THE TASK —
Set down, without alteration, the lines from the one that contains "Task: locate the navy" through the final line of the material below.
EXERCISE DATA section start
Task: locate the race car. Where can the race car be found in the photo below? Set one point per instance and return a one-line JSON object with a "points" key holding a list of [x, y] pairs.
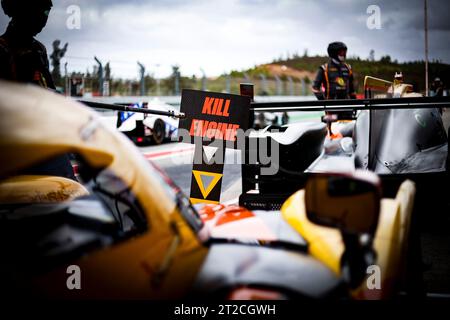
{"points": [[133, 234], [145, 128]]}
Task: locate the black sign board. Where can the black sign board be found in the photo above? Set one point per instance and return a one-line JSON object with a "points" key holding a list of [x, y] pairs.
{"points": [[211, 117]]}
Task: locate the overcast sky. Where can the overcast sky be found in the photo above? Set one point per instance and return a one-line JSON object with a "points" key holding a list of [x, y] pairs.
{"points": [[222, 35]]}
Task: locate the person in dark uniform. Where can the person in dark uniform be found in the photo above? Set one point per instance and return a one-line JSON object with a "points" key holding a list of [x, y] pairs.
{"points": [[24, 59], [334, 79]]}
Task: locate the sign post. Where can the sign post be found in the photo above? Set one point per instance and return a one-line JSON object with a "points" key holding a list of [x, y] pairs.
{"points": [[212, 121]]}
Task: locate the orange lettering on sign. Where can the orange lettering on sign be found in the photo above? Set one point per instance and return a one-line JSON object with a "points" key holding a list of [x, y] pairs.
{"points": [[227, 106]]}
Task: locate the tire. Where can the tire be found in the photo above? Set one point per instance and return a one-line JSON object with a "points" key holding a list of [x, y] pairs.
{"points": [[159, 131]]}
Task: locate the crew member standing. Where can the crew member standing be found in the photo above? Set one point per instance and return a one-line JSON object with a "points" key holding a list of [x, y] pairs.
{"points": [[334, 79], [24, 59]]}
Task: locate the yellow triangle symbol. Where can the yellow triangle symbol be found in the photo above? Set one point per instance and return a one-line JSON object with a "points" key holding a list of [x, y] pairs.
{"points": [[198, 177]]}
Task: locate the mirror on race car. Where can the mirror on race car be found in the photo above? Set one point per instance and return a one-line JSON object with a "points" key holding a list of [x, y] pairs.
{"points": [[349, 202]]}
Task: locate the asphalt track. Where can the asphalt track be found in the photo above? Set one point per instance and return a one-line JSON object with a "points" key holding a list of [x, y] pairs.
{"points": [[176, 160]]}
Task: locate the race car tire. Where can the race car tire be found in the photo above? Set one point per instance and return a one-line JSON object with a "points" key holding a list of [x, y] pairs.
{"points": [[159, 131]]}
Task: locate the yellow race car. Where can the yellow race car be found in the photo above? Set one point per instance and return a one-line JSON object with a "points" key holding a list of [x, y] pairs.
{"points": [[123, 230]]}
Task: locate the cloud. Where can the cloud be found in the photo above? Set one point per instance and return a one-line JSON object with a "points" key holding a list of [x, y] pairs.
{"points": [[221, 35]]}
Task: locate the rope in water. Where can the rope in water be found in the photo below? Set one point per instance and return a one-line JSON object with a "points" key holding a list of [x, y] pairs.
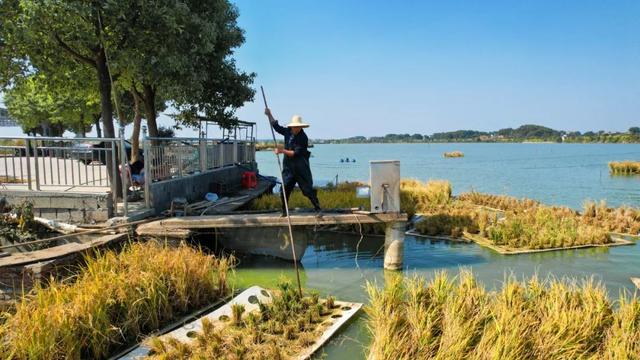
{"points": [[284, 200]]}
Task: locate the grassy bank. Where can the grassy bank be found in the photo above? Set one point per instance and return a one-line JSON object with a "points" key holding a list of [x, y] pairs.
{"points": [[447, 319], [279, 330], [115, 300], [624, 167]]}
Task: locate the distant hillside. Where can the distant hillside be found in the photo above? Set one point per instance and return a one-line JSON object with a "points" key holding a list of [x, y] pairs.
{"points": [[524, 133]]}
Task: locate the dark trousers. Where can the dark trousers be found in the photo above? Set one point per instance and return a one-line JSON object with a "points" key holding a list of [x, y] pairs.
{"points": [[298, 172]]}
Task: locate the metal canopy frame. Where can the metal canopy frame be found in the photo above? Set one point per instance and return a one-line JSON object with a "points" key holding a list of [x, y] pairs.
{"points": [[242, 130]]}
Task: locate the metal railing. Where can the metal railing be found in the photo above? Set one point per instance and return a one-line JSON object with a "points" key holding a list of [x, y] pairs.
{"points": [[170, 158], [62, 164], [57, 163]]}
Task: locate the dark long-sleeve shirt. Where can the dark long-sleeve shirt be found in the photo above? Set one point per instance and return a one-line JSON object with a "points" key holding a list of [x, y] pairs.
{"points": [[298, 143]]}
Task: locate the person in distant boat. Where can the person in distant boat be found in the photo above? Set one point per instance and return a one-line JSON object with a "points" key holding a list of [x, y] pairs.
{"points": [[296, 167]]}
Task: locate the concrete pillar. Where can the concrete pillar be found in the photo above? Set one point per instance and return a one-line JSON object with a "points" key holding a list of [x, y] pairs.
{"points": [[394, 245]]}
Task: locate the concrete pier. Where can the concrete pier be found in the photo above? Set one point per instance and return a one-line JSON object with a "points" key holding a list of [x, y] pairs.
{"points": [[394, 245]]}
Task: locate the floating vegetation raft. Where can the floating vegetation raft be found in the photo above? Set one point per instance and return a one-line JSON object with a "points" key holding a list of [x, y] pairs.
{"points": [[510, 223], [284, 328], [624, 167], [115, 299], [454, 154], [447, 319]]}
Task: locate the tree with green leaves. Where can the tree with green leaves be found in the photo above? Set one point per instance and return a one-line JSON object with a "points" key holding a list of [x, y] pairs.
{"points": [[49, 107]]}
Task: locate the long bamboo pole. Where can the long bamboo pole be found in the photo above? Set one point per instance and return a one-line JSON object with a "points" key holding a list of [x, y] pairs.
{"points": [[284, 198]]}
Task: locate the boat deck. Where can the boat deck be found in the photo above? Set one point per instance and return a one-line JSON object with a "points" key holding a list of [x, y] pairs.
{"points": [[181, 227]]}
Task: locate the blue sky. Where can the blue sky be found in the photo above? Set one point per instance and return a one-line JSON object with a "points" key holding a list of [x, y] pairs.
{"points": [[376, 67]]}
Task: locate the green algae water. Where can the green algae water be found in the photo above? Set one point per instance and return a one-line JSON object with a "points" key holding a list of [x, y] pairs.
{"points": [[341, 264]]}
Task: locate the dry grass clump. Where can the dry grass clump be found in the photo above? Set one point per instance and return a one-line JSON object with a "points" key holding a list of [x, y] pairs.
{"points": [[427, 195], [452, 220], [624, 167], [449, 319], [622, 219], [544, 228], [453, 154], [279, 330], [114, 300]]}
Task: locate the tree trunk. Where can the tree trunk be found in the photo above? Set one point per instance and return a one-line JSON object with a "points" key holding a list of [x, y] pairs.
{"points": [[107, 115], [137, 119], [149, 100]]}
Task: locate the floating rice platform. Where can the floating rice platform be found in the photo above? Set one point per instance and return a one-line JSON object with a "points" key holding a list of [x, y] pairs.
{"points": [[468, 238], [20, 271], [511, 251], [250, 299]]}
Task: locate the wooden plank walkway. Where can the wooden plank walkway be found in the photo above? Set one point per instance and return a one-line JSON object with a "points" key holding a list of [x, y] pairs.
{"points": [[182, 226], [57, 251]]}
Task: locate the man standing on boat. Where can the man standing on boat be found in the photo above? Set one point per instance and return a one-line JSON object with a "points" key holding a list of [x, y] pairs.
{"points": [[296, 167]]}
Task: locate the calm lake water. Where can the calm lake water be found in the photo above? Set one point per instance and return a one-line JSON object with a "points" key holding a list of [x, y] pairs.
{"points": [[564, 174], [552, 173]]}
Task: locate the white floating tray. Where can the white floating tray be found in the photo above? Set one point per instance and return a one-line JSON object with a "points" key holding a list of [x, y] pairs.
{"points": [[250, 298]]}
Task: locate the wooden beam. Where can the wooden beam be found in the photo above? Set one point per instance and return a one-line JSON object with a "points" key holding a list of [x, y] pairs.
{"points": [[181, 224]]}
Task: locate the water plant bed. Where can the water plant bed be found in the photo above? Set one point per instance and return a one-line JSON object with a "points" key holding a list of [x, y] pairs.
{"points": [[413, 232], [615, 241], [456, 318], [624, 167], [454, 154], [116, 298], [256, 324]]}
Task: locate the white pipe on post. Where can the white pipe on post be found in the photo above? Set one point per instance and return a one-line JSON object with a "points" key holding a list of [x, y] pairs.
{"points": [[123, 164]]}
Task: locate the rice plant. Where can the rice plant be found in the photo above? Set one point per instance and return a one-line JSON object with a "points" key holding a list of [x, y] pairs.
{"points": [[114, 299], [624, 167], [453, 154], [279, 330], [456, 318]]}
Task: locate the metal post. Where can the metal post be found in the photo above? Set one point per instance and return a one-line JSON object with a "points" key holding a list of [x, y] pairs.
{"points": [[114, 174], [147, 170], [35, 159], [123, 164], [221, 146], [27, 147], [235, 151], [394, 245], [202, 148]]}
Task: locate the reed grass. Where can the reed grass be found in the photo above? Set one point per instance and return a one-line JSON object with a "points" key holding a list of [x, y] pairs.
{"points": [[499, 202], [453, 154], [622, 219], [279, 330], [456, 318], [115, 299], [544, 228], [624, 167]]}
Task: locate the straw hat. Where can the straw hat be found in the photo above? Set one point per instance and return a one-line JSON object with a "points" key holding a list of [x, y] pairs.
{"points": [[296, 121]]}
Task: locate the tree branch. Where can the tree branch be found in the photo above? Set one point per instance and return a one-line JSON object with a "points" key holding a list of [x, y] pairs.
{"points": [[73, 52]]}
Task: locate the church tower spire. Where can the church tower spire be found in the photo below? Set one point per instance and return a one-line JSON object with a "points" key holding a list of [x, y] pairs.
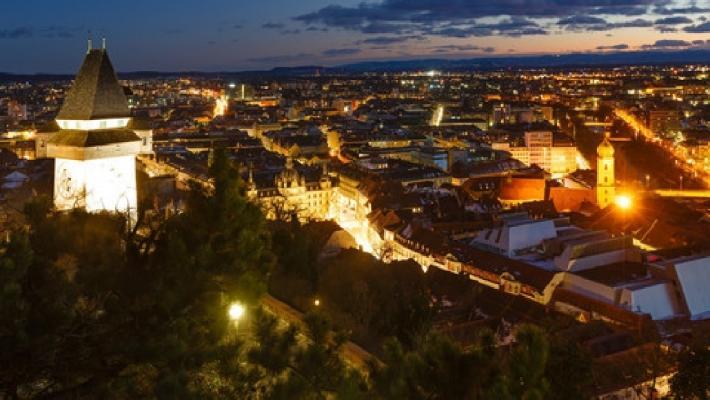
{"points": [[606, 189], [94, 149]]}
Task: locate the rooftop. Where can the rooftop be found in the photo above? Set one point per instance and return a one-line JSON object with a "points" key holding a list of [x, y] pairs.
{"points": [[96, 93]]}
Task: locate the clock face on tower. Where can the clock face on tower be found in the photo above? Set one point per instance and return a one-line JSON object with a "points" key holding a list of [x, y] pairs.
{"points": [[65, 188]]}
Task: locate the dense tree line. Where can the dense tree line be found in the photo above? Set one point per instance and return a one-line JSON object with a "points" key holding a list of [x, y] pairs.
{"points": [[92, 309]]}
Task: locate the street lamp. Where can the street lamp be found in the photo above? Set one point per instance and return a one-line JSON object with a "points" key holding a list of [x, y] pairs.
{"points": [[236, 312], [623, 201]]}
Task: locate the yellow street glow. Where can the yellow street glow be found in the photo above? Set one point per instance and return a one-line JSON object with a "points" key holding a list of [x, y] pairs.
{"points": [[623, 201], [236, 311]]}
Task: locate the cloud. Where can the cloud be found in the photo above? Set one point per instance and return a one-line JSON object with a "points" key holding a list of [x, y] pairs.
{"points": [[622, 46], [581, 20], [667, 43], [662, 10], [589, 23], [462, 48], [50, 32], [385, 40], [273, 25], [673, 21], [514, 27], [289, 58], [463, 18], [700, 28], [340, 52]]}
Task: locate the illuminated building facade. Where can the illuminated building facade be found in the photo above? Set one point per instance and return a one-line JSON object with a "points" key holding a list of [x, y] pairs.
{"points": [[540, 149], [292, 192], [605, 173], [94, 149]]}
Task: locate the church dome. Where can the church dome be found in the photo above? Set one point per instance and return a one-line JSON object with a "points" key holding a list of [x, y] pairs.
{"points": [[289, 177], [605, 149]]}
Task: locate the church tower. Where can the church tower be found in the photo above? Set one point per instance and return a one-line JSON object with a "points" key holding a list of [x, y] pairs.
{"points": [[605, 173], [94, 150]]}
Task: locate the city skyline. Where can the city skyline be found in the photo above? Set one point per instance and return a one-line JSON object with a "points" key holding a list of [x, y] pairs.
{"points": [[233, 36]]}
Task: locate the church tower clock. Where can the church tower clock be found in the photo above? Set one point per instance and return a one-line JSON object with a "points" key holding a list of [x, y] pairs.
{"points": [[606, 186], [94, 149]]}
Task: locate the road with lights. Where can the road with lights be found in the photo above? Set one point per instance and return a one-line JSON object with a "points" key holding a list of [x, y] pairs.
{"points": [[676, 151]]}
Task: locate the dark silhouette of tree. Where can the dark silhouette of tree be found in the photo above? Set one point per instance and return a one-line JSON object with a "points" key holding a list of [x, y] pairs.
{"points": [[692, 381], [90, 309]]}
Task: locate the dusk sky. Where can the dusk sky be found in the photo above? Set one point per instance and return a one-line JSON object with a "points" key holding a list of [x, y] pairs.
{"points": [[229, 35]]}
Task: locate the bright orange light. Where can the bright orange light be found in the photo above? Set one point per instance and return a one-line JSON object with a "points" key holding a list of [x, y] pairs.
{"points": [[236, 311], [623, 201]]}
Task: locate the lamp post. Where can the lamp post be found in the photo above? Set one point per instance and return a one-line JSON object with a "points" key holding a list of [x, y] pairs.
{"points": [[623, 203], [235, 312]]}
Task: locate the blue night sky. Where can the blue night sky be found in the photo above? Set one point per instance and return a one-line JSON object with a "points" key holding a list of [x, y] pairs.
{"points": [[223, 35]]}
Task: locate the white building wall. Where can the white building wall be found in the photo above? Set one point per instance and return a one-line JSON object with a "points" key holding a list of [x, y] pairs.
{"points": [[694, 279], [530, 234], [657, 300], [107, 184]]}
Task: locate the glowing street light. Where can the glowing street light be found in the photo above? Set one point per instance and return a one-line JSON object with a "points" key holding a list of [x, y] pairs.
{"points": [[236, 311], [623, 201]]}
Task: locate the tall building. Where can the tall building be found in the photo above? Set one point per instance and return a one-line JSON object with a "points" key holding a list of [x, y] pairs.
{"points": [[95, 151], [605, 173], [559, 159]]}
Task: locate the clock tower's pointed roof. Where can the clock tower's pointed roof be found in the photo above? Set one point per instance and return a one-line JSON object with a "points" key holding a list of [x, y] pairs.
{"points": [[96, 93]]}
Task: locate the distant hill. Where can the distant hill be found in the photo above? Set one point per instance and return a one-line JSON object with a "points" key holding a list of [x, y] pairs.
{"points": [[699, 56], [552, 61]]}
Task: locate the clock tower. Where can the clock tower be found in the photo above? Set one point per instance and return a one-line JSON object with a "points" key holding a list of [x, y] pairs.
{"points": [[94, 149], [606, 186]]}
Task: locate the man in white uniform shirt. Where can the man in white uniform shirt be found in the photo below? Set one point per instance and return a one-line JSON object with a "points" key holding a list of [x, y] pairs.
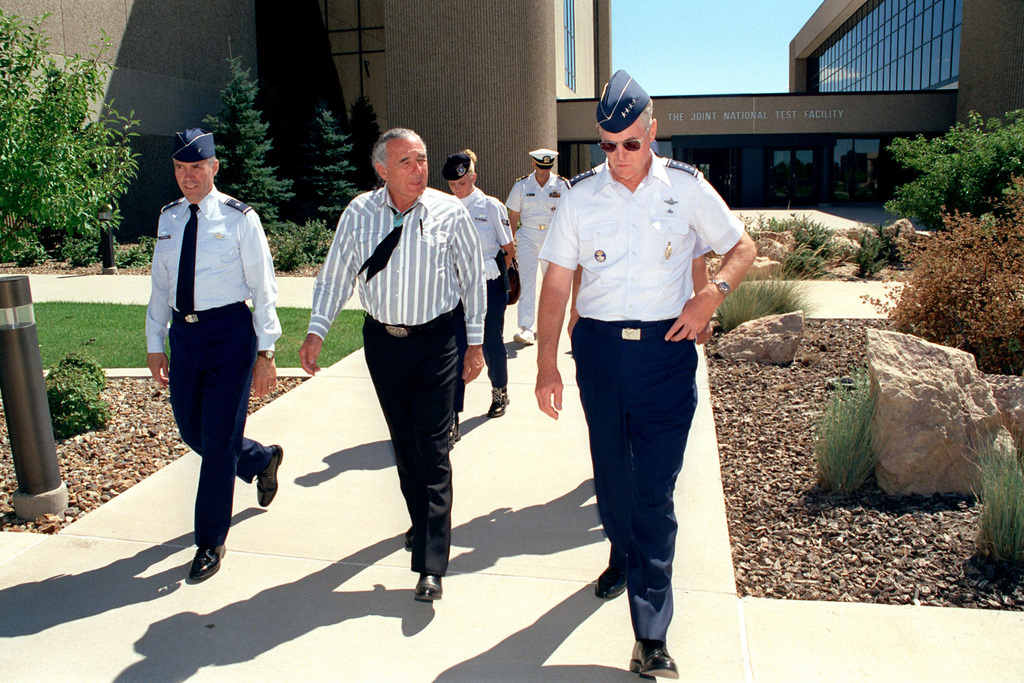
{"points": [[492, 220], [211, 256], [531, 205], [414, 255], [634, 225]]}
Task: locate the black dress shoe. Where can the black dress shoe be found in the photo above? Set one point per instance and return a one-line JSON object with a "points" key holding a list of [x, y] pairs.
{"points": [[650, 657], [428, 588], [206, 562], [499, 401], [266, 481], [610, 584]]}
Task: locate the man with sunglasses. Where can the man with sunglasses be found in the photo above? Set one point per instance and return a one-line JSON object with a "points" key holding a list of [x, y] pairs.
{"points": [[632, 226], [531, 205], [414, 254]]}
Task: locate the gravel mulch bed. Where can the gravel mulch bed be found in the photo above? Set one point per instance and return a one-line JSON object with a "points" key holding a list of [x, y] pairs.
{"points": [[791, 539], [140, 438]]}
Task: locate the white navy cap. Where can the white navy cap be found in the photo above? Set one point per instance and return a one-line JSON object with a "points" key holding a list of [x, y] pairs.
{"points": [[544, 158]]}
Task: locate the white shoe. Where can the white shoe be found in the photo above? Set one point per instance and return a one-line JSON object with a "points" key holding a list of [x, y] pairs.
{"points": [[524, 337]]}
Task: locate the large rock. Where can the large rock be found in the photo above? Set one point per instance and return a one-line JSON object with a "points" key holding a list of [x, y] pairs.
{"points": [[935, 412], [771, 340]]}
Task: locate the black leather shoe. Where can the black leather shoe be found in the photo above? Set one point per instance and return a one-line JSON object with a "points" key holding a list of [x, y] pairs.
{"points": [[650, 657], [610, 584], [206, 563], [499, 401], [428, 588], [266, 481]]}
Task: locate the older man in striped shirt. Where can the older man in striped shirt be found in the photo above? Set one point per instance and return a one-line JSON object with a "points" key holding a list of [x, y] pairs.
{"points": [[413, 252]]}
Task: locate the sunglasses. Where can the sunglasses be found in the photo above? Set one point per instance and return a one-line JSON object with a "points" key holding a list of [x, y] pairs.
{"points": [[629, 145]]}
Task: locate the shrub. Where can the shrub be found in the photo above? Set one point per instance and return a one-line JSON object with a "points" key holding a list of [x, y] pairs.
{"points": [[136, 256], [73, 388], [1000, 536], [966, 289], [844, 452], [294, 247], [80, 251], [758, 298]]}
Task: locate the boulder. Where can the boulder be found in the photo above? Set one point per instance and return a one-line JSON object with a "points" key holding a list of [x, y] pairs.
{"points": [[935, 412], [770, 340], [764, 268]]}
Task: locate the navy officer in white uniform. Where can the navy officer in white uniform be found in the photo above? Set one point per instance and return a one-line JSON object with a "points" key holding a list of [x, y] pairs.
{"points": [[212, 256], [633, 224], [492, 220], [531, 205], [414, 254]]}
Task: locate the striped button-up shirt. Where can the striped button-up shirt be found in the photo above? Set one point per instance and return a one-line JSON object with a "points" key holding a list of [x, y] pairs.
{"points": [[436, 262]]}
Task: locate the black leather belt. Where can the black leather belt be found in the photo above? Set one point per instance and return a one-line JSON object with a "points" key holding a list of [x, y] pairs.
{"points": [[401, 331], [208, 314]]}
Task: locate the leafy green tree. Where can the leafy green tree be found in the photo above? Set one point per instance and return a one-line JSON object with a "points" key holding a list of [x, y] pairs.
{"points": [[328, 170], [365, 130], [243, 143], [58, 162], [968, 170]]}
EXERCISE DATA section end
THE COMPLETED TASK —
Task: locate the navy officer in white uniform. Where can the navy officer in white uniform be found in the photo above? Set one point per instance and return a one-line JSON object with a "points" key holding a list of [x, y] pairs.
{"points": [[212, 256], [633, 224], [492, 220], [531, 205], [414, 254]]}
Task: locate the striped button-up shirt. Where can the striped button-up shirt be found in the photo above? Set one point per instance and return a one-line JSON object with a "points" key holding a list of [x, y] pairs.
{"points": [[436, 262]]}
Task: locate the black leather belt. Where can the black leather belt be found in the photo above? Set one point per instance and return a one-line JSON object with a "points" key holding a list of [x, y] pairs.
{"points": [[401, 331], [208, 314]]}
Task: locate the leafy green tree. Where can the leafy green tree be found in the photo above? Set one point per instance and return a one-line JSON object with a "points" key holding a list of [x, y] pairs.
{"points": [[328, 170], [365, 130], [243, 143], [58, 162], [968, 170]]}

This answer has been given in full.